[WHAT TO WORK ON]:
Since each line must match the original, copy out the records with no differences at all.

[THE INPUT]:
====================

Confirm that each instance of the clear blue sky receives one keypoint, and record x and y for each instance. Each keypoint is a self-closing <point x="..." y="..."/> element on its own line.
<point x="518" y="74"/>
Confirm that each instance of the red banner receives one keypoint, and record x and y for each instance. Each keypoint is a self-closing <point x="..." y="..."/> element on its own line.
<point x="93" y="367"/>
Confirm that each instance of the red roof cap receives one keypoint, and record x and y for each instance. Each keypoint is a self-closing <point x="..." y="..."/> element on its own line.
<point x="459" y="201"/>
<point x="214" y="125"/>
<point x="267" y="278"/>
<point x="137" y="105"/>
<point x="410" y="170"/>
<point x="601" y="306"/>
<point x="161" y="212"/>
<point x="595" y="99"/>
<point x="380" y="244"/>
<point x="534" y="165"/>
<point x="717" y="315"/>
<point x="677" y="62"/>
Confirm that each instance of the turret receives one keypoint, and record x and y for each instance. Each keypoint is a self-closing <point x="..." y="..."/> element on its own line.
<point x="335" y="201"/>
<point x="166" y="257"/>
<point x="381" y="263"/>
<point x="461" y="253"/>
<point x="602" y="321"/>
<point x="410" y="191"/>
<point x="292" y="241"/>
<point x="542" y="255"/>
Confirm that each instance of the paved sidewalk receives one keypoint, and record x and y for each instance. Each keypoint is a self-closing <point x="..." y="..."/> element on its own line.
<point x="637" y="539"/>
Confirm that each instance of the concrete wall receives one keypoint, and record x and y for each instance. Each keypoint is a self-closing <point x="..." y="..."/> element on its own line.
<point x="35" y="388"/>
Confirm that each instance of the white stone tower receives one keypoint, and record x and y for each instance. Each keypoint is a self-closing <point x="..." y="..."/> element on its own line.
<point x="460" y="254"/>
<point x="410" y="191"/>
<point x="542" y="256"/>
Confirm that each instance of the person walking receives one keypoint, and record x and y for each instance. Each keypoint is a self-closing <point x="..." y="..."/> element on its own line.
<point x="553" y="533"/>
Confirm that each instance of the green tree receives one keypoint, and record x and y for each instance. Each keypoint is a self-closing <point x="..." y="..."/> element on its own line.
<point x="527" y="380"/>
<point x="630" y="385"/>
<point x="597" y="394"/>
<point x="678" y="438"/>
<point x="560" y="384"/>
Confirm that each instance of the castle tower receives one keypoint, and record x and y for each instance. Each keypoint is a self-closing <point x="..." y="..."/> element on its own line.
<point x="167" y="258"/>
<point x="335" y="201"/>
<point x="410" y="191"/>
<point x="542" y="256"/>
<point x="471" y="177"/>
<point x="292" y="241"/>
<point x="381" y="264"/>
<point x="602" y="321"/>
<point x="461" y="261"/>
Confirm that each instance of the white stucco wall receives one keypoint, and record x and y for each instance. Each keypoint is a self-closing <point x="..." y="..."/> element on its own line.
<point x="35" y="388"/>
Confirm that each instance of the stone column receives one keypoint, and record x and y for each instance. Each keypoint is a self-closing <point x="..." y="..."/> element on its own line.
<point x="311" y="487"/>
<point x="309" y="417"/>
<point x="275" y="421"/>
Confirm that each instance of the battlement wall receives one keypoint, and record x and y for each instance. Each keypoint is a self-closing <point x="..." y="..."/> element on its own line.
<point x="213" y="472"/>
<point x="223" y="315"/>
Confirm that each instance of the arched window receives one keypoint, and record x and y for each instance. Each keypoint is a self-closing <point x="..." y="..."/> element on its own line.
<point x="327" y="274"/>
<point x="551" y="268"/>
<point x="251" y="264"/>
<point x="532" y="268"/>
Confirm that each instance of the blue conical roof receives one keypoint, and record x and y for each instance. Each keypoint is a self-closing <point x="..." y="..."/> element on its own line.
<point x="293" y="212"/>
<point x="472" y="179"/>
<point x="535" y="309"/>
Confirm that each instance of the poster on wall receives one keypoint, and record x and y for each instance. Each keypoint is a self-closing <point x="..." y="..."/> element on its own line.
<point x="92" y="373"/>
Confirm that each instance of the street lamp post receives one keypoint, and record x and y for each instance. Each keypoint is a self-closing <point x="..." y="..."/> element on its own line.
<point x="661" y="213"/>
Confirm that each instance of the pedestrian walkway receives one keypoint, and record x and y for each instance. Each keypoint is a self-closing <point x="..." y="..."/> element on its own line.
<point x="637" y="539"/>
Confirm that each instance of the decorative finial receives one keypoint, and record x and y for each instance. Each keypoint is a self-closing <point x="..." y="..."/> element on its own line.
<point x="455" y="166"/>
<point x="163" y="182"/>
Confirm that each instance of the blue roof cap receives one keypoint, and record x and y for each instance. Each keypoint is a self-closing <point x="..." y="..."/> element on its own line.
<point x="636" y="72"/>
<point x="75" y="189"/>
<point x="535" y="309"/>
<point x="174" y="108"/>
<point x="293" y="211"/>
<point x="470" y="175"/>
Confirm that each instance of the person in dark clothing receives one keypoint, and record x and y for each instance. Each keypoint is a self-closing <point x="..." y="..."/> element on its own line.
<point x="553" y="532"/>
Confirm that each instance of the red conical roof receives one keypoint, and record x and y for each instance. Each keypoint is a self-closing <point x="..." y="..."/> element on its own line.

====================

[RESULT]:
Confirm that each instance of the clear blue sky receives one keypoint, and record x and y for each instance. Each keypoint is a self-closing <point x="..." y="..."/> element on its own line.
<point x="518" y="74"/>
Confirm that each instance of the red banner receives one keypoint, and record x and y for each instance. Each keypoint is a self-closing <point x="..." y="..."/> element on its own line.
<point x="93" y="367"/>
Confirm that each instance of the red roof cap receives one keypoint, and record x and y for each instance. Each keypoint is a self-closing <point x="..." y="..."/> element on its own line.
<point x="459" y="201"/>
<point x="214" y="125"/>
<point x="267" y="278"/>
<point x="137" y="105"/>
<point x="410" y="170"/>
<point x="601" y="306"/>
<point x="161" y="212"/>
<point x="595" y="99"/>
<point x="380" y="244"/>
<point x="534" y="165"/>
<point x="717" y="315"/>
<point x="677" y="62"/>
Confirm that each instance of the turret receives one keypoint, and record x and y for each instance. Each keypoint is a self-closing <point x="..." y="..."/> element on its own line.
<point x="335" y="201"/>
<point x="166" y="257"/>
<point x="381" y="263"/>
<point x="461" y="253"/>
<point x="602" y="321"/>
<point x="410" y="191"/>
<point x="292" y="241"/>
<point x="542" y="255"/>
Confirm that each instance of the paved sidewalk receives one keypoint, and record x and y for each instance. Each keypoint is a self-closing <point x="..." y="..."/> element on its own line.
<point x="637" y="539"/>
Confirm that each instance of the concrete wall receives one keypoint, and record x and y for each instance. Each keypoint is a self-closing <point x="..." y="..."/> element on its own line.
<point x="35" y="388"/>
Confirm that each instance of the white stone tower receives one keypoint, and record x and y for each instance. Each keypoint is a self-closing <point x="..." y="..."/> element on its own line.
<point x="460" y="254"/>
<point x="410" y="191"/>
<point x="542" y="256"/>
Confirm that each instance of the person walking receives one keypoint, and record x and y for each instance. Each keypoint is a self-closing <point x="..." y="..."/> element on its own line.
<point x="553" y="533"/>
Confirm that each instance of the green tree receives one keypoint, and record x and y for each instance. Each keypoint is a self-closing <point x="..." y="..."/> element on its own line.
<point x="527" y="380"/>
<point x="630" y="385"/>
<point x="597" y="394"/>
<point x="678" y="438"/>
<point x="560" y="384"/>
Confirm that each instance of the castle tower receives one keypoint, and record x and y for each instance. Each keypoint is a self-closing <point x="..." y="..."/> element on its own line.
<point x="167" y="258"/>
<point x="335" y="201"/>
<point x="410" y="191"/>
<point x="542" y="256"/>
<point x="471" y="177"/>
<point x="292" y="241"/>
<point x="381" y="264"/>
<point x="602" y="321"/>
<point x="461" y="261"/>
Confirm that each instance of the white stucco wall receives one keypoint, and record x and y for each instance. Each keypoint is a self-closing <point x="..." y="..."/> element on its own line.
<point x="35" y="388"/>
Confirm that each instance of the stone column receives one keypoint, and record x and y for each instance. Each keypoint is a self-closing <point x="..." y="..."/> element on its own line.
<point x="311" y="487"/>
<point x="309" y="417"/>
<point x="275" y="421"/>
Confirm that each instance of the battlement wall receives one keypoint, and record x and y for each instance. Each keypoint is a self-closing <point x="..." y="..."/> element on its own line.
<point x="213" y="472"/>
<point x="223" y="315"/>
Confirm that each instance of the arched window receives one keypoint, and record x and y for each instance. Each keypoint is a self-closing <point x="..." y="..."/> element on its own line.
<point x="327" y="274"/>
<point x="551" y="268"/>
<point x="251" y="264"/>
<point x="532" y="268"/>
Confirm that each instance of the blue conical roof receives one keypoint, and record x and y for each instance. Each keypoint is a self-closing <point x="..." y="..."/> element on its own line.
<point x="293" y="212"/>
<point x="472" y="179"/>
<point x="535" y="309"/>
Confirm that each instance of the poster on wall receives one keypoint, and record x and y for each instance. Each keypoint is a self-closing <point x="..." y="..."/> element on its own line.
<point x="92" y="373"/>
Confirm that each instance of the street lamp post receives one keypoint, and record x and y for each instance. Each keypoint is a self-closing <point x="..." y="..."/> element on its own line.
<point x="661" y="213"/>
Confirm that each instance of the pedestrian walkway receives one keypoint, and record x and y for each instance. Each keypoint is a self-closing <point x="..." y="..."/> element on its own line.
<point x="637" y="539"/>
Confirm that each instance of the decorative finial receives one keypoint, and record x and y for each instance. Each keypoint is a self-closing <point x="..." y="..."/> element on its own line.
<point x="455" y="166"/>
<point x="163" y="182"/>
Confirm that each instance of the blue roof cap receives one keypoint, and record x and y for each instance. Each keypoint is a self-closing <point x="..." y="..."/> element on its own line.
<point x="636" y="72"/>
<point x="75" y="189"/>
<point x="535" y="309"/>
<point x="174" y="108"/>
<point x="293" y="211"/>
<point x="470" y="175"/>
Confirm that each instance of the person in dark clothing receives one keypoint, and record x and y for each instance. Each keypoint is a self-closing <point x="..." y="..."/> element on its own line.
<point x="553" y="532"/>
Confirm that each instance of the red conical roof receives one keypoint, and record x and y for each instance. Each keypoint is a self-closing <point x="..." y="..."/> element on its own line.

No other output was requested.